» Objective 1
In the feminist drama forum post, where will the class view Age of Arousal?

» Text excerpt

** Begin **

Serendip is an independent site partnering with faculty at multiple colleges and universities around the world. Happy exploring!
Week 13--Feminist Drama
In her essay on Emily Dickinson, Adrienne Rich said that "the novel...can be a construct, planned and organized to deal with
human experiences on one level at a time. Poetry is too much rooted in
the unconscious; it presses too close against the barriers of
repression...."
This week and next we turn our attention to a third genre, that of drama. Post here your reactions to The Heidi Chronicles and/or How I Learned to Drive (which we're reading this week) and/or Age of Arousal (which we'll be viewing next week @ the Wilma). I invite especially your thoughts about how theater operates as a critical feminist text or intervention. How does it differ, in its form and in its working, from the novels and poetry we've just been reading?
This week and next we turn our attention to a third genre, that of drama. Post here your reactions to The Heidi Chronicles and/or How I Learned to Drive (which we're reading this week) and/or Age of Arousal (which we'll be viewing next week @ the Wilma). I invite especially your thoughts about how theater operates as a critical feminist text or intervention. How does it differ, in its form and in its working, from the novels and poetry we've just been reading?
THE WORLD KNOWS THAT HETEROS ARE PEOPLE TOO
So, Jessy, i like you I think we could be friends. All of these talks about relationships, why do women need traditional monogynous relationships to be fulfilled, there is far too much emphasis on this sort of narrative. This doesn’t help the single mothers or alternate family dynamics who aren’t benefiting on a economic and societal level from not being with one partner, yet alone, one male partner.
Also, I just want to make a point of saying that I think the gay male figure is extremely privileged in society at least nowadays, (just clarifying, NOT in the late 80’s and early 90’s). Also, definitely not in bible belt, America. However, in popular culture, we are showered by images of the flamboyant gay man in all of his fabulousness. There is an entire culture of gay men who are redo-ing the hopeless straightman’s wardrobe and singing “it’s raining men”, cosmo in hand in tight jeans a funkyfresh hairdo and pink polo which we see all the time! Meanwhile, the lesbians have one television show, on Shotime, which you have to pay extra for, and we have one and half mainstream comedians, oh and of course Dick Cheney’s daughter...but lets not get into that one. If a straight woman is friends with a gay man she is a “fag hag”...and furthermore, just the fact that straight people are even saying the word “fag” even if it is in conjunction with “hag” is completely gross to me. Anyway, “all of the good ones are gay”...this just gives the male figure more fuel for the fire. But yes, it is true, men get fucked over by the patriarchy too. And we can see that with Peter’s role in Heidi.

** End **

Annotated coordinate records
** Begin **

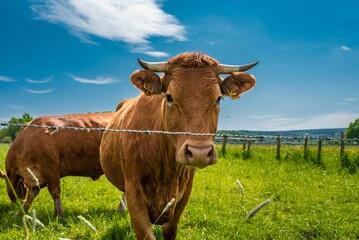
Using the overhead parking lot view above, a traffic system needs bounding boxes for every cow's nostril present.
[186,145,193,160]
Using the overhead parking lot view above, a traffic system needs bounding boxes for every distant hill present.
[217,128,346,138]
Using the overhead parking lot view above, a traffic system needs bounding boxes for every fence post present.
[340,132,345,166]
[222,135,228,156]
[276,135,280,160]
[304,133,308,159]
[317,138,323,163]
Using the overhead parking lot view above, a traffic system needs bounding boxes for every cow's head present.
[131,53,258,167]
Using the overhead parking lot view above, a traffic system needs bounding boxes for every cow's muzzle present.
[176,140,217,168]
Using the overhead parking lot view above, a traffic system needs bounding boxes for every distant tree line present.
[0,113,33,143]
[0,113,359,142]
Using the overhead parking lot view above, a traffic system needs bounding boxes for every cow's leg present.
[18,187,40,214]
[47,178,64,217]
[126,184,156,240]
[162,175,193,240]
[117,193,127,213]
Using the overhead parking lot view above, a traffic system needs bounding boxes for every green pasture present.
[0,145,359,239]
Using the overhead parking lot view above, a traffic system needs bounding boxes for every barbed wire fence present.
[0,122,359,167]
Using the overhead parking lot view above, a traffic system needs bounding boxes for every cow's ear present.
[131,70,162,95]
[221,72,256,99]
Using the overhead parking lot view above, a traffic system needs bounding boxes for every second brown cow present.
[5,113,113,216]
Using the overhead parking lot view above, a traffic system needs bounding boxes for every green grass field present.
[0,145,359,239]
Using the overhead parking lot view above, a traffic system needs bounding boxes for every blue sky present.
[0,0,359,130]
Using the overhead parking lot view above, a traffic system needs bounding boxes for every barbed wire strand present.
[0,122,359,141]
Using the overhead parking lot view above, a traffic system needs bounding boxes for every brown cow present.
[100,53,257,239]
[5,113,113,216]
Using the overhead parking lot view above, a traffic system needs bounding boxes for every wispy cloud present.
[336,45,352,52]
[25,76,53,84]
[31,0,186,57]
[69,74,118,85]
[23,88,55,94]
[0,76,17,82]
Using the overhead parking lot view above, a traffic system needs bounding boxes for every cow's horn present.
[219,61,258,74]
[137,58,168,72]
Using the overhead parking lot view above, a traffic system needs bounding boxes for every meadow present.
[0,145,359,239]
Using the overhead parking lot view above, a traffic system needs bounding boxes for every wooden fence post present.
[276,135,280,160]
[222,135,228,156]
[340,132,345,166]
[317,138,323,164]
[304,133,308,159]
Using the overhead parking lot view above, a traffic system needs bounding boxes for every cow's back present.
[100,95,162,191]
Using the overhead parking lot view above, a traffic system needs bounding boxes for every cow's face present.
[131,53,255,168]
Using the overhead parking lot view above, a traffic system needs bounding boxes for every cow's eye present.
[216,96,223,105]
[166,93,173,104]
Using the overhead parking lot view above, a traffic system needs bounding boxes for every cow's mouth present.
[176,140,217,168]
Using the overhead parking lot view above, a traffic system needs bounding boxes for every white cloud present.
[337,45,352,52]
[0,76,17,82]
[25,76,53,83]
[70,74,118,85]
[31,0,186,56]
[23,88,55,94]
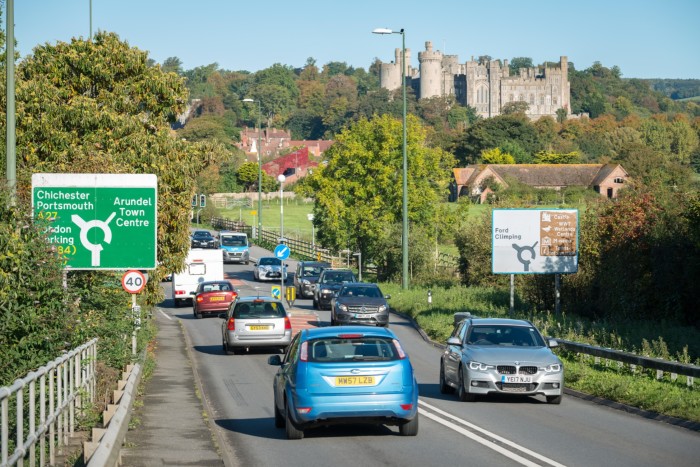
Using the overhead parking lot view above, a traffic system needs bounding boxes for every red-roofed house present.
[262,147,318,183]
[453,164,629,203]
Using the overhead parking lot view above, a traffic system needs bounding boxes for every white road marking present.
[418,400,564,467]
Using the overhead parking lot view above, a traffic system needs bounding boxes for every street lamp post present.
[277,174,286,243]
[243,99,262,244]
[372,28,409,289]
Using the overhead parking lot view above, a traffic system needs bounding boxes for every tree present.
[481,148,515,164]
[297,115,458,278]
[160,57,182,75]
[17,32,213,303]
[454,114,542,165]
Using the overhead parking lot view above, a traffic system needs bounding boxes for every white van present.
[219,230,250,265]
[172,248,224,307]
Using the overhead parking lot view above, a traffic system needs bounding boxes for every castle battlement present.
[379,41,571,120]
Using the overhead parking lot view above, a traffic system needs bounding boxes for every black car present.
[190,230,219,248]
[294,261,331,298]
[314,269,357,310]
[331,282,391,327]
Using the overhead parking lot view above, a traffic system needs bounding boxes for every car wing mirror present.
[267,355,282,366]
[447,337,462,345]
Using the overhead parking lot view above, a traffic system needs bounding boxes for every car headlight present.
[542,363,561,373]
[469,361,496,371]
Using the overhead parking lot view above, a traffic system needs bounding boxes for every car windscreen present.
[233,301,286,319]
[308,337,400,363]
[467,325,545,347]
[323,272,355,284]
[301,266,323,277]
[339,287,382,298]
[258,258,282,266]
[221,236,248,246]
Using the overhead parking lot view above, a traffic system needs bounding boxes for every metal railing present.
[211,217,459,274]
[0,339,97,467]
[556,339,700,387]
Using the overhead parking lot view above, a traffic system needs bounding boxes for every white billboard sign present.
[491,209,578,274]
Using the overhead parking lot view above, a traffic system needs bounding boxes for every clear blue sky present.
[9,0,700,79]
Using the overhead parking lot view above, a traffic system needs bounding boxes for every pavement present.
[120,300,318,467]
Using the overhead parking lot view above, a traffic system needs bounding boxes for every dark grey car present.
[294,261,331,298]
[314,269,357,310]
[331,282,391,327]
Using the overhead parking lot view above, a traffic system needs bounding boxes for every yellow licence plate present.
[335,376,375,386]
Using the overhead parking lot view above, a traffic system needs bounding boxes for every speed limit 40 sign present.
[122,270,146,294]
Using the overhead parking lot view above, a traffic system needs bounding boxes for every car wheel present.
[457,368,476,402]
[547,394,563,405]
[284,404,304,439]
[273,402,285,428]
[440,363,455,394]
[399,414,418,436]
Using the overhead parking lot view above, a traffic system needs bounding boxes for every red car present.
[192,281,238,319]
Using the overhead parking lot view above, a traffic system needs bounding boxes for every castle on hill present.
[379,41,571,120]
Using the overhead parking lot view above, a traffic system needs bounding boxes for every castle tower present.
[559,55,571,115]
[418,41,442,99]
[379,49,411,91]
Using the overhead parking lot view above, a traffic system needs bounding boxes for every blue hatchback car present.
[268,326,418,439]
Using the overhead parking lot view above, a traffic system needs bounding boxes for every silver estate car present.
[219,296,292,354]
[440,317,564,404]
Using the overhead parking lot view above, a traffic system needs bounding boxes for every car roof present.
[238,295,282,303]
[300,326,397,341]
[471,318,534,326]
[343,282,379,288]
[299,261,331,269]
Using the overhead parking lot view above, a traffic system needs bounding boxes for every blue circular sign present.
[275,245,289,259]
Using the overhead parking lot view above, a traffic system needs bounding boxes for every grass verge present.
[380,283,700,422]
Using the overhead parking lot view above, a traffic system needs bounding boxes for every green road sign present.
[32,173,158,269]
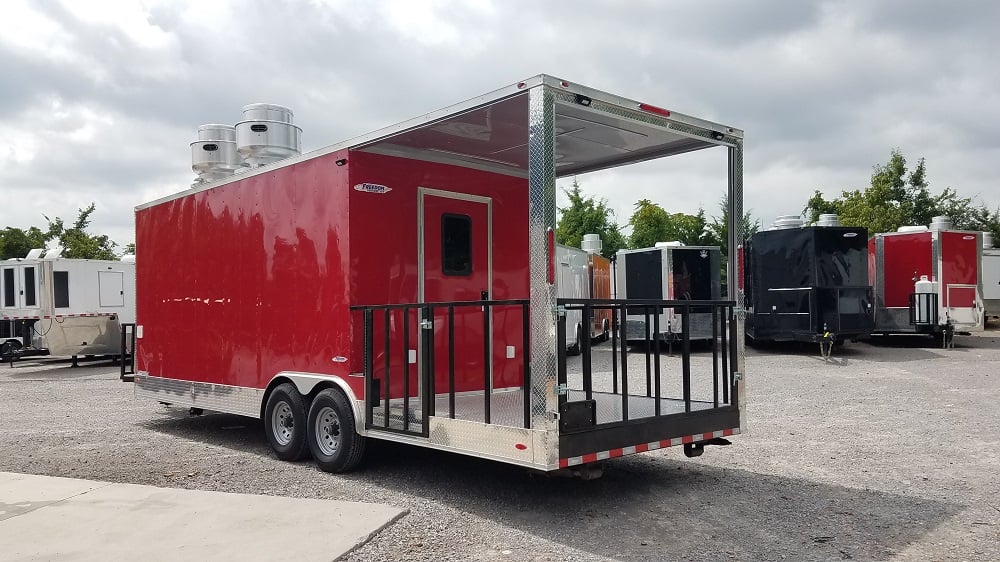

** End **

» Objective 2
Repeat the lines of the listing from the line with "estate car present." up to and including the line with "[275,245,289,259]".

» Answer 1
At the Wilma, next week.

» Answer 2
Using the overhead parking lot view above, a traffic system needs bounding boxes for every silver estate car present.
[219,296,292,354]
[440,317,564,404]
Using the overhead parking lot view above, a traffic system needs bounding boxes for every car roof present.
[238,295,282,303]
[300,326,397,341]
[471,318,534,326]
[343,282,379,288]
[299,261,331,269]
Using the overhead parking lot view above, a traffic system needs bounding boxes for every blue circular sign present.
[275,245,289,259]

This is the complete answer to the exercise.